*** DATA EXCERPTS

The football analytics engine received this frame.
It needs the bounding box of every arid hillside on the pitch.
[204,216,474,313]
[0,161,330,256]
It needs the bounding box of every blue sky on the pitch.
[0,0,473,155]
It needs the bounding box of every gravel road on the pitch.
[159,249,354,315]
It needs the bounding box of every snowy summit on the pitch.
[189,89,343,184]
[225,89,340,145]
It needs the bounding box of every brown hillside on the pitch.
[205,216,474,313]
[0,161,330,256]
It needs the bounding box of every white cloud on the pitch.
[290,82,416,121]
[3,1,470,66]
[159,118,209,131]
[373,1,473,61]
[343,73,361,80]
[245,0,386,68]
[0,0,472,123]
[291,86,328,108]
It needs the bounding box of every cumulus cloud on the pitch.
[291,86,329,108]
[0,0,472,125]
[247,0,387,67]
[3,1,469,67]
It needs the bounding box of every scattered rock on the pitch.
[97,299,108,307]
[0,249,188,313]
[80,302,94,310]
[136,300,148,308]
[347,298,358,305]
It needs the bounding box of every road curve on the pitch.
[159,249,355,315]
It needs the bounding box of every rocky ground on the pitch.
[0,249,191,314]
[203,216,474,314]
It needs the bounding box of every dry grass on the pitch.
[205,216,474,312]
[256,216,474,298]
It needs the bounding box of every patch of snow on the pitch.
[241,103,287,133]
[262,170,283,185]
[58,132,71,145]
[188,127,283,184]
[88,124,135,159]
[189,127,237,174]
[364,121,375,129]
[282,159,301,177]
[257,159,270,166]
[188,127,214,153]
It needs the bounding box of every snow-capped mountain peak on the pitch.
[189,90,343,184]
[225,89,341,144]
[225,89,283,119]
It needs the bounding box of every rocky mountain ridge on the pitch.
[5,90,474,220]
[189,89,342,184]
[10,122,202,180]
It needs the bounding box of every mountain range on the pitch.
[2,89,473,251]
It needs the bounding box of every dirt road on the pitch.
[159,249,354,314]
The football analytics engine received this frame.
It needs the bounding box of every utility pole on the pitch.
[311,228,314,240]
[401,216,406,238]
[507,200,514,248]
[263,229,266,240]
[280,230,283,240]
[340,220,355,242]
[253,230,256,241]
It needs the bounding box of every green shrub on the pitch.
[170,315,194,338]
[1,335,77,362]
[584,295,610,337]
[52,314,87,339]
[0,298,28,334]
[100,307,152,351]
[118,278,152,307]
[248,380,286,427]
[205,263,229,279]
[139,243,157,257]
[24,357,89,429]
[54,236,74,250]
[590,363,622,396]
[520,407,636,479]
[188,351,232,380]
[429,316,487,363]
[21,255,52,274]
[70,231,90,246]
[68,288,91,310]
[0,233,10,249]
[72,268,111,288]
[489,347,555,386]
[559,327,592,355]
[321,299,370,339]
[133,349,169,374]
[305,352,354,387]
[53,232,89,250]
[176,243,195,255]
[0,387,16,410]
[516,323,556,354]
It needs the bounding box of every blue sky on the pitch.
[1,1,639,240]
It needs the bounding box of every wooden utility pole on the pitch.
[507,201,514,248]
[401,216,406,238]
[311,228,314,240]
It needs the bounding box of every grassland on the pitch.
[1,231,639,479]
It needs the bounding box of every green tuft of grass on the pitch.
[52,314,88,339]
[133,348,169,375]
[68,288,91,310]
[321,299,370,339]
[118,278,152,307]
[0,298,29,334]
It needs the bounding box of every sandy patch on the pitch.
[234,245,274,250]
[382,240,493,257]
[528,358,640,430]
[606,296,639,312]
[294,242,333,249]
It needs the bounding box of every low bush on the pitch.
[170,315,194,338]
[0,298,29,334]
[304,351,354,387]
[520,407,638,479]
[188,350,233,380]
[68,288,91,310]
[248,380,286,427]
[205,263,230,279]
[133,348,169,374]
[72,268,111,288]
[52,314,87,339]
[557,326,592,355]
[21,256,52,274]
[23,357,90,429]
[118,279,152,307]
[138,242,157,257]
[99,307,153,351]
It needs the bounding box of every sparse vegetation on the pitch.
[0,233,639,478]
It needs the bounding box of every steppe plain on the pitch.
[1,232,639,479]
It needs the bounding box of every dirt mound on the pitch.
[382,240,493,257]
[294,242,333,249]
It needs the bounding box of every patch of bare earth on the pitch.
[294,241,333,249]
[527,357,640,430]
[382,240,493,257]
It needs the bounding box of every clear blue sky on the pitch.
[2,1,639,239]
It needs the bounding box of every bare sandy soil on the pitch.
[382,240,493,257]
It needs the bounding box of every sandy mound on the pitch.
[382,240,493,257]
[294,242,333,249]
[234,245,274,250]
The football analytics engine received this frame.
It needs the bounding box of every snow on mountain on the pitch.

******

TASK DIRECTIONS: In the answer, each line of the data must appear exactly as written.

EXERCISE SOLUTION:
The football analytics engine received this frame.
It needs the bounding box of every arid hillside on the pitch.
[204,216,474,313]
[0,161,330,256]
It needs the bounding box of every blue sky on the pitch.
[0,0,473,155]
It needs the bounding box of every gravel road on the pitch.
[159,249,354,315]
It needs the bounding box of every snowy summit on the pitch.
[189,89,343,184]
[225,89,340,145]
It needs the bounding box of every brown hillside on the pitch.
[205,216,474,313]
[0,161,330,256]
It needs the bounding box of every white cloud on the pitch.
[290,82,416,121]
[3,1,470,66]
[159,118,209,131]
[373,1,473,61]
[343,73,361,80]
[245,0,386,68]
[0,0,472,123]
[291,86,328,108]
It needs the bounding box of every cumulus cloud on the pitch.
[291,86,329,108]
[0,0,472,125]
[247,0,387,67]
[3,1,469,67]
It needs the bounding box of every scattered rock on the pitch.
[97,299,108,307]
[0,249,188,313]
[80,302,94,310]
[136,300,148,308]
[347,298,358,305]
It needs the bounding box of every road curve on the pitch.
[159,249,355,315]
It needs the bounding box of every rocky ground on the pitch.
[0,249,191,314]
[203,216,474,314]
It needs the bounding box of every dry grass on the pitch.
[205,216,474,312]
[256,216,474,298]
It needs the bounding box of every patch of snow on the pitch.
[241,103,287,133]
[262,170,283,185]
[58,132,71,145]
[188,127,283,184]
[88,124,135,159]
[189,127,237,174]
[364,121,375,129]
[282,159,301,177]
[257,159,270,166]
[188,127,214,153]
It needs the bounding box of every snow-capped mountain peak on the pitch.
[189,90,343,184]
[225,89,341,144]
[225,89,283,119]
It needs the bounding box of every rocky mountain ridge on the pitch.
[5,90,474,220]
[189,89,342,184]
[10,122,202,180]
It needs the bounding box of every mountain range on the pitch.
[2,89,473,251]
It needs the bounding box of every dirt road on the pitch.
[159,249,354,314]
The football analytics engine received this frame.
It needs the bounding box of every utility pole on the pitch.
[311,228,314,240]
[401,216,406,238]
[507,200,514,248]
[263,229,266,240]
[280,230,283,240]
[340,220,355,242]
[253,230,256,241]
It needs the bounding box of every green shrub on the pitch.
[170,315,194,338]
[1,335,77,362]
[584,295,610,337]
[52,314,87,339]
[0,298,28,334]
[100,307,152,351]
[118,278,152,307]
[248,380,286,427]
[205,263,229,279]
[139,243,157,257]
[24,357,89,429]
[54,236,74,250]
[590,363,622,396]
[520,407,636,479]
[188,351,232,380]
[429,316,487,363]
[21,255,52,274]
[70,231,90,246]
[68,288,91,310]
[0,233,10,249]
[72,268,111,288]
[489,347,555,386]
[559,327,592,355]
[321,299,370,339]
[133,349,169,374]
[305,352,354,387]
[53,232,89,250]
[176,243,195,255]
[0,387,16,410]
[516,323,556,354]
It needs the bounding box of every blue sky on the pitch.
[1,1,639,240]
It needs the bounding box of every wooden utility pole on the pitch.
[507,201,514,248]
[401,216,406,238]
[311,228,314,240]
It needs the bounding box of every grassland on the pitch.
[1,231,639,479]
It needs the bounding box of every green tuft of grass on the pitch.
[52,314,88,339]
[133,348,169,375]
[68,288,91,310]
[321,299,370,339]
[118,278,152,307]
[0,298,29,334]
It needs the bounding box of every sandy patch on the pitch.
[234,245,274,250]
[382,240,493,257]
[528,358,640,430]
[606,296,639,312]
[294,242,333,249]
It needs the bounding box of every low bush on the pitch.
[170,315,194,338]
[0,298,29,334]
[304,351,354,387]
[520,407,638,479]
[188,350,233,380]
[68,288,91,310]
[248,380,286,427]
[205,263,230,279]
[133,348,169,374]
[72,268,111,288]
[52,314,87,339]
[557,326,592,355]
[21,256,52,274]
[23,357,90,429]
[118,279,152,307]
[138,242,157,257]
[99,307,153,351]
It needs the bounding box of every sparse vegetation on the pitch.
[0,233,639,478]
It needs the bounding box of every steppe plain on the pitch.
[1,232,639,479]
It needs the bounding box of every dirt mound on the pitch.
[382,240,493,257]
[294,242,333,249]
It needs the bounding box of every patch of bare earth on the pitch.
[294,241,333,249]
[527,357,640,430]
[382,240,493,257]
It needs the bounding box of every clear blue sky on the pitch.
[2,1,639,239]
It needs the bounding box of every bare sandy soil on the pitch.
[382,240,493,257]
It needs the bounding box of every sandy mound on the pitch.
[382,240,493,257]
[294,242,333,249]
[234,245,274,250]
The football analytics engine received this frame.
It needs the bounding box of every snow on mountain on the pitch.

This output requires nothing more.